### [Exercise]
Repeat each entry below without omitting a single word.

### [Records from a data collection]
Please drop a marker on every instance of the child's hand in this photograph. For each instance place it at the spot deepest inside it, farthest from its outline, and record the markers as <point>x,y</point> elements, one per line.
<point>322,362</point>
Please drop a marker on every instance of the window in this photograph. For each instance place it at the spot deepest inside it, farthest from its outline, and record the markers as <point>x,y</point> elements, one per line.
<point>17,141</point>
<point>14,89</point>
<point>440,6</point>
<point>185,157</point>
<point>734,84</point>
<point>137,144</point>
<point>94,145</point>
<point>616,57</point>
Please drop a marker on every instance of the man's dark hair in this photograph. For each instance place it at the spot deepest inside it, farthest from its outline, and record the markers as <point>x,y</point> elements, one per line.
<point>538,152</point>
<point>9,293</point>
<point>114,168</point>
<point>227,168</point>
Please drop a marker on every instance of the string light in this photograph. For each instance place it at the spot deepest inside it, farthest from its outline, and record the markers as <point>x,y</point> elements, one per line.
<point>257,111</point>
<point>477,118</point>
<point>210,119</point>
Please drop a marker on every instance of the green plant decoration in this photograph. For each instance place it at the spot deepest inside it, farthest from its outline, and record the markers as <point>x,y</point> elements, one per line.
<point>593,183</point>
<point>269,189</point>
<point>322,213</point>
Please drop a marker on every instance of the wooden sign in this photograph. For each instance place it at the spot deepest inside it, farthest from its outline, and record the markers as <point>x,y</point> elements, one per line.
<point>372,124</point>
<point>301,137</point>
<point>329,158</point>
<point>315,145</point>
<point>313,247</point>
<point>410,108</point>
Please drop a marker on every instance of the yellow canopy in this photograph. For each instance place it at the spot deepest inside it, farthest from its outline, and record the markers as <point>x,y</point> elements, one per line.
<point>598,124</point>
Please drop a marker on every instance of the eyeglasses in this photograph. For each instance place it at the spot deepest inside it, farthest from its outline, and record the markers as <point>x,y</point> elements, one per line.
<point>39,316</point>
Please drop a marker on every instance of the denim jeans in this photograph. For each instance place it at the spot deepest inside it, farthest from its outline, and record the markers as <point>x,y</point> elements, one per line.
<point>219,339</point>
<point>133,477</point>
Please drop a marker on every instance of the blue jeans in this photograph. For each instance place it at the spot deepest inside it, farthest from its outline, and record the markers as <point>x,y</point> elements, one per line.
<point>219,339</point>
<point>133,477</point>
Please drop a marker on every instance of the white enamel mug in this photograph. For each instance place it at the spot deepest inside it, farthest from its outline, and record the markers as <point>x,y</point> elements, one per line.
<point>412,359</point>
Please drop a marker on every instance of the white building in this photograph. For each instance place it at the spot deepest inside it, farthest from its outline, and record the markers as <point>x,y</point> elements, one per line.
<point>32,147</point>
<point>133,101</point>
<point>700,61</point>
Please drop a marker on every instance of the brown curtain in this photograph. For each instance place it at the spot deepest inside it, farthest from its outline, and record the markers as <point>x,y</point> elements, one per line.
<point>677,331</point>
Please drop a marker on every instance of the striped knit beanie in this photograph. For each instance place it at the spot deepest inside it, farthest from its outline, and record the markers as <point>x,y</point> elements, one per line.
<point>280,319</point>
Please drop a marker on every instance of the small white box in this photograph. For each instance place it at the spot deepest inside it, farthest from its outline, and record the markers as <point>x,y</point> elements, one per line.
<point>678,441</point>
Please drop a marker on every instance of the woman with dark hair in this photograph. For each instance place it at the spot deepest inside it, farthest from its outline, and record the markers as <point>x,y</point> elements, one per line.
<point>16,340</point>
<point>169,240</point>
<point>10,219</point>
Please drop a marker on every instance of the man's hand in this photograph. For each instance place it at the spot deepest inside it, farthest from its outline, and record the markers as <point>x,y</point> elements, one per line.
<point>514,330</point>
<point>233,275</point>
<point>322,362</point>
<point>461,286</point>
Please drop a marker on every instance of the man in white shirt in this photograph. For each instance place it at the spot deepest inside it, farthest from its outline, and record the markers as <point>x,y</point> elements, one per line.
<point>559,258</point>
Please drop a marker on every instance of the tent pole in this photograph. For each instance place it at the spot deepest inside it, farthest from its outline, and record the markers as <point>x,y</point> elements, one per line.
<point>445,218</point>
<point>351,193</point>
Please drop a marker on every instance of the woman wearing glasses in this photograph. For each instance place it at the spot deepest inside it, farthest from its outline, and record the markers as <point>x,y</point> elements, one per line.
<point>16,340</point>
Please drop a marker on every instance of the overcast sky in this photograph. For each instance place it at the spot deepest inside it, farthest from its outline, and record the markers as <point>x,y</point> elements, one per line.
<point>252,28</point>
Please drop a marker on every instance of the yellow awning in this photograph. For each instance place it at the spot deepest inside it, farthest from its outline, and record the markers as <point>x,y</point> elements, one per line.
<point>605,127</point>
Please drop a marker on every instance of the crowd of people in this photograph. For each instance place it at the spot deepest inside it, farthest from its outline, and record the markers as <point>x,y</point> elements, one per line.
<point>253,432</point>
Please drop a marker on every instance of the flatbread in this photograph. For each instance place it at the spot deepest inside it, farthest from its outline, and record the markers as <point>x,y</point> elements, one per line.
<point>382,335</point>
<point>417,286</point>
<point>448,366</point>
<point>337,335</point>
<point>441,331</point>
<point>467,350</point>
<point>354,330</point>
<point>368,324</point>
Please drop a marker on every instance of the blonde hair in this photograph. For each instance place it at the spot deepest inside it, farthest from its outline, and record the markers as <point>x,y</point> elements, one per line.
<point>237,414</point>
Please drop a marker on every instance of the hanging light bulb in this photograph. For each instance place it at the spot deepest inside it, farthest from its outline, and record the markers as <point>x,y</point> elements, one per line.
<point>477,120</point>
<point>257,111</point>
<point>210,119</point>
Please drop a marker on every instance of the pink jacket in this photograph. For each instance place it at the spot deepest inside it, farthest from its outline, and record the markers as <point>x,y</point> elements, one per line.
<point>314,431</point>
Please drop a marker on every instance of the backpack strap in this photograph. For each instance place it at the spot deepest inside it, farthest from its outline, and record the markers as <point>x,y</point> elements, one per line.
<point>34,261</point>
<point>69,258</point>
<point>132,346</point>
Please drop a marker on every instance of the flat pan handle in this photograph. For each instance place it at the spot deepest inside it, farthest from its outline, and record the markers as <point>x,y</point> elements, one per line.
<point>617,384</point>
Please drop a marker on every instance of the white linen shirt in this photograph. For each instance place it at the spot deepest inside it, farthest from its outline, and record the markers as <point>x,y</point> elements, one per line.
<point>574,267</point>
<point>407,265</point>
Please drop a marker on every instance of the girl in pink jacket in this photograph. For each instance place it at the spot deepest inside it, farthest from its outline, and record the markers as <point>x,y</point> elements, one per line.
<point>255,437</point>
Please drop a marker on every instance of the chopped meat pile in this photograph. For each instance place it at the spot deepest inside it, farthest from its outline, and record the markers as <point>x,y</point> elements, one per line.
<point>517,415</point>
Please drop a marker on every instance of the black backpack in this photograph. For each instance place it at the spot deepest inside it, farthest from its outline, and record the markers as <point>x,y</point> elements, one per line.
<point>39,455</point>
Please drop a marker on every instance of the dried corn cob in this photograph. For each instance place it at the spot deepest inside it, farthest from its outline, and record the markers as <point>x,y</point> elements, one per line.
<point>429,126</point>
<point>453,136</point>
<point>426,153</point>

### [Exercise output]
Please drop a marker on every instance of the child's hand in this photograph. For each instance place it at the spot deepest inside it, farthest from its outline, and record the markers as <point>x,y</point> elements, one per line.
<point>322,362</point>
Please drop a marker on every instance of the window in this photograph. For each instance place it at the spot deepest inside it, farthest from its outline, and record the markers as <point>x,y</point> elements, one per line.
<point>17,141</point>
<point>14,89</point>
<point>440,6</point>
<point>185,157</point>
<point>734,84</point>
<point>137,144</point>
<point>94,145</point>
<point>616,57</point>
Please drop a marker on every instance of the man's dark hair in this photograph. For each instance place it at the spot deepest inside it, farthest from its outline, and record the markers as <point>x,y</point> elements, one per line.
<point>538,152</point>
<point>9,293</point>
<point>114,168</point>
<point>227,168</point>
Please drop a marker on every instance of the string light in this photograph. For each instance place it at the spot deepest inside it, farthest from its outline, and record the markers as <point>x,y</point> elements, one per line.
<point>257,111</point>
<point>477,118</point>
<point>210,119</point>
Please drop a marker on every instance of the green plant decoration in this photograph. For each instance place it at the spot deepest inside it, farthest from its outline, and record the markers as <point>x,y</point> elements, one per line.
<point>593,183</point>
<point>269,189</point>
<point>322,213</point>
Please drop a marker on every instance of the wooden sign in this photograph. For each instance place it at the spot deepest inside it, farthest from its outline, and record the markers as <point>x,y</point> elements, one per line.
<point>372,124</point>
<point>301,137</point>
<point>329,158</point>
<point>315,145</point>
<point>313,247</point>
<point>410,108</point>
Please drop a marker on every instance of the yellow canopy in this photograph. For each instance place it at the spot deepest inside it, farthest from its outline, and record the markers as <point>x,y</point> elements, one per line.
<point>598,124</point>
Please drop a marker on every instance of the eyeglasses in this photograph. For each instance place it at the spot deepest inside it, farthest from its outline, and record the markers as <point>x,y</point> elements, one per line.
<point>39,316</point>
Please drop a marker on every instance of the denim jeans in this photograph. For each instance place it at the spot deepest inside it, farthest from its outline, and record the markers as <point>x,y</point> elements, one per line.
<point>219,339</point>
<point>133,477</point>
Please drop a marker on every instance of the blue jeans in this photograph. For each instance place it at the spot deepest inside it, farthest from its outline, and record the markers as <point>x,y</point> elements, one per line.
<point>219,339</point>
<point>133,477</point>
Please drop a marker on every instance of the white enamel mug in this photograph. For each instance place it at the spot deepest inside it, farthest from its outline, and record the markers as <point>x,y</point> elements, one per line.
<point>412,359</point>
Please drop a marker on every instance of the white building in this photograph. For each instance place it at the spot deepest inside it, farthest from its outline, and record the markers as <point>x,y</point> elements, one per line.
<point>32,147</point>
<point>133,101</point>
<point>700,61</point>
Please drop a marker on every instance of the brown curtain in this photograph. For each instance place it at the spot deepest inside it, farthest from its outline, and record the markers as <point>x,y</point> elements, one per line.
<point>677,331</point>
Please drop a marker on every instance of the striped knit beanie in this photograph. For each instance place it at the spot deepest inside it, farthest from its outline, and record the markers as <point>x,y</point> elements, one per line.
<point>280,319</point>
Please drop a marker on every instance of the small white box in this photograph. For each instance place it at the spot deepest inside it, farthest from its outline, and record the markers as <point>x,y</point> elements, one per line.
<point>678,441</point>
Please drop a marker on every instance of the woman with dark hair in this photograph. For each instance place it at the spot deepest inside it, farthest from its outline, and record the markers as <point>x,y</point> elements, one per line.
<point>16,340</point>
<point>169,240</point>
<point>10,219</point>
Please drop a marker on every instance of the man's hand in this photograph. For each instance place it at the spot deepest inside it, farthest from its outline, and record the markers as <point>x,y</point> elements, one per line.
<point>514,330</point>
<point>233,275</point>
<point>322,362</point>
<point>461,286</point>
Please drop a marker on every instance of the man in white shirt in this photograph. For each instance place it at the spot deepest inside it, farthest from its outline, and record the markers as <point>x,y</point> elements, one per line.
<point>559,258</point>
Please drop a marker on every instance of the tent pole in this photograph. For each instance place it at the spot deepest inside it, farthest from its outline, and record the markers as <point>x,y</point> elements, one per line.
<point>445,218</point>
<point>351,193</point>
Please drop a marker on every instance of the woman wearing glasses in this photograph. For each instance place it at the spot deepest inside it, farthest from its outline, and record the markers as <point>x,y</point> elements, one per line.
<point>16,340</point>
Please drop a marker on every instance of the overcast sky in this photograph. For each instance place it at the spot deepest inside it, farthest from its outline, and record the markers as <point>x,y</point> elements, one per line.
<point>252,28</point>
Please drop a marker on every instance of the yellow awning in this photograph. For each instance place it at the spot deepest inside it, farthest from its outline, and record the markers as <point>x,y</point> elements, one per line.
<point>605,127</point>
Please drop a marker on every instance of the crowd of people in this photograph. For each instance place it at the spot deepest inside it, farthest from its outline, and record the markers as <point>x,y</point> elements, one per line.
<point>253,432</point>
Please drop a marker on every instance of the flatbread in this photograph. For each instance place it at the spot deepest inside it, farthest from its outline, and record the markers as <point>x,y</point> elements, one per line.
<point>382,335</point>
<point>417,286</point>
<point>448,366</point>
<point>337,335</point>
<point>441,331</point>
<point>467,350</point>
<point>354,330</point>
<point>368,324</point>
Please drop a marker on every instance of the blonde hair in this photograph. For each instance place it at the spot deepest inside it, farthest from its outline, and record the markers as <point>x,y</point> elements, one per line.
<point>237,414</point>
Please drop a marker on every instance of the hanging light bulb in this photograph. For each instance place it at the spot deepest inside it, farthest from its outline, and record the markers as <point>x,y</point> elements, one per line.
<point>477,120</point>
<point>257,111</point>
<point>210,119</point>
Please drop a marker on every instance of the pink jacket in this photograph. For each instance place it at the spot deepest inside it, farthest from its outline, and record the markers as <point>x,y</point> elements, one per line.
<point>314,431</point>
Please drop a marker on every instance of the backpack strap in this photograph. For each instance place it at the spot deepest inside it, farthest from its outline, and record the markers as <point>x,y</point> elements, one per line.
<point>34,261</point>
<point>69,258</point>
<point>132,346</point>
Please drop a marker on every instance of the flat pan handle in this photograph. For each instance place it at the spot deepest inside it, farthest from its outline, and record the markers as <point>x,y</point> elements, one per line.
<point>617,384</point>
Please drop a marker on every instance of the white linen shirt in this photograph. For each instance place it at the spot deepest inside it, farthest from its outline, and record the markers as <point>x,y</point> elements, one per line.
<point>574,267</point>
<point>407,265</point>
Please drop a marker on every instance of the girl in pink jacket in this photograph. For each instance place it at the spot deepest inside it, farthest from its outline, and record the markers as <point>x,y</point> elements, one per line.
<point>255,437</point>
Please drop a marker on every instance of the chopped meat pile in this photograph. For each instance place it at the spot deepest inside it, farthest from its outline, and record the markers as <point>x,y</point> elements, one per line.
<point>517,415</point>
Please drop a marker on every instance of the black backpack in this photograph. For each instance place it at the spot deepest inside it, farthest from its outline, and record the markers as <point>x,y</point> elements, one per line.
<point>39,455</point>
Please drop a marker on every instance of the dried corn cob in this photograph. For each instance place it at the spot deepest inside it, farthest from its outline, and record the markers as <point>x,y</point> elements, one per line.
<point>429,126</point>
<point>453,136</point>
<point>426,153</point>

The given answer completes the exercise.